**ABOUT THIS TASK**
An exact transcription of all the data is required, with every image removed.
- Opening Delimiter -
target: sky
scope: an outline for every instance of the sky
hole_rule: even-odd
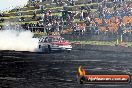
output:
[[[24,6],[28,0],[0,0],[0,10],[11,10],[17,6]]]

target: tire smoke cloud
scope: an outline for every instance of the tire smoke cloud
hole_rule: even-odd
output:
[[[38,47],[38,38],[26,30],[0,30],[0,50],[31,51]]]

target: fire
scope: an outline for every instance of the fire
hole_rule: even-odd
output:
[[[80,76],[84,76],[86,74],[85,70],[82,68],[82,66],[79,66],[78,73]]]

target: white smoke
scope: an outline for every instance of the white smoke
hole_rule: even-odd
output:
[[[38,47],[38,39],[30,31],[1,30],[0,50],[32,51]]]
[[[11,10],[15,7],[25,6],[29,0],[0,0],[0,10]]]

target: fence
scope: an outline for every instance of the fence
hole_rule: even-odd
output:
[[[86,28],[87,29],[87,28]],[[46,27],[28,27],[28,30],[35,32],[37,30],[40,30],[39,32],[43,32],[45,35],[50,34],[49,30],[47,30]],[[52,35],[56,35],[57,32],[52,32]],[[81,33],[81,31],[78,32],[70,32],[68,34],[63,34],[62,30],[59,31],[58,34],[61,34],[64,38],[75,40],[75,41],[116,41],[117,39],[121,39],[126,42],[132,41],[132,34],[124,33],[124,34],[117,34],[117,33],[109,33],[109,32],[99,32],[99,31],[89,31],[89,27],[85,33]]]
[[[123,42],[132,42],[132,35],[72,35],[72,34],[65,34],[62,35],[65,39],[71,41],[123,41]]]

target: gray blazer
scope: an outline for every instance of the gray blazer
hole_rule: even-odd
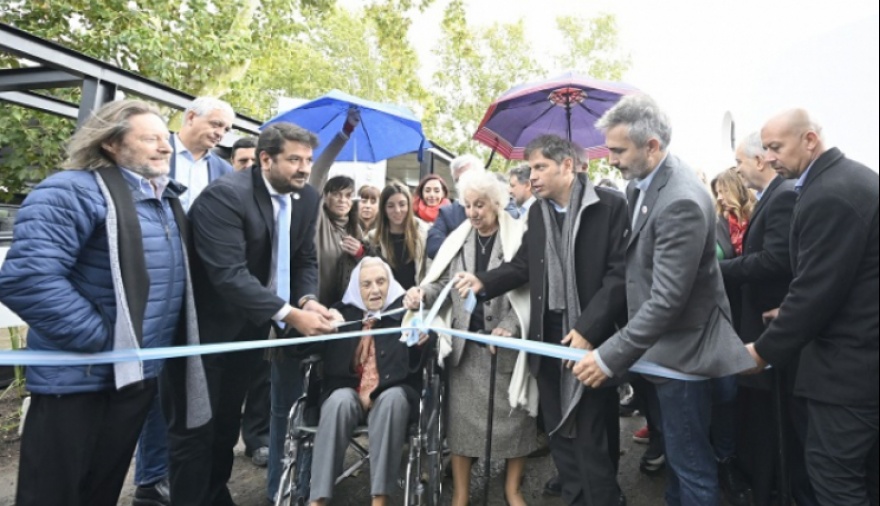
- Closing Delimiter -
**EXERCISE OUTPUT**
target: sky
scope: an outline for every instance of the sky
hole_rule: even-odd
output:
[[[24,6],[28,0],[0,0],[0,10],[11,10],[17,6]]]

target: tire smoke cloud
scope: an outline for every instance of the tire smoke cloud
hole_rule: even-odd
output:
[[[38,47],[38,38],[26,30],[0,30],[0,50],[31,51]]]

target: fire
scope: an outline for every instance of the fire
hole_rule: even-odd
output:
[[[80,76],[84,76],[86,74],[85,70],[82,68],[82,66],[79,66],[78,73]]]

target: white smoke
scope: an outline for every instance of the white smoke
hole_rule: even-odd
output:
[[[38,47],[38,39],[30,31],[1,30],[0,50],[32,51]]]
[[[11,10],[15,7],[25,6],[29,0],[0,0],[0,10]]]

target: fence
scope: an outline for every instance of the fence
hole_rule: even-odd
output:
[[[86,28],[87,29],[87,28]],[[46,27],[28,27],[28,30],[35,32],[37,30],[40,30],[39,32],[43,32],[45,35],[50,34],[49,30],[47,30]],[[52,35],[56,35],[57,32],[52,32]],[[81,33],[81,31],[78,32],[70,32],[68,34],[63,34],[62,30],[59,31],[58,34],[61,34],[64,38],[75,40],[75,41],[116,41],[117,39],[121,39],[126,42],[132,41],[132,34],[124,33],[124,34],[117,34],[117,33],[109,33],[109,32],[99,32],[99,31],[89,31],[89,27],[85,33]]]
[[[123,42],[132,42],[132,35],[72,35],[72,34],[65,34],[62,35],[65,39],[71,41],[123,41]]]

target: gray blazer
scope: an outline for every instance of the gray blazer
hole_rule: even-odd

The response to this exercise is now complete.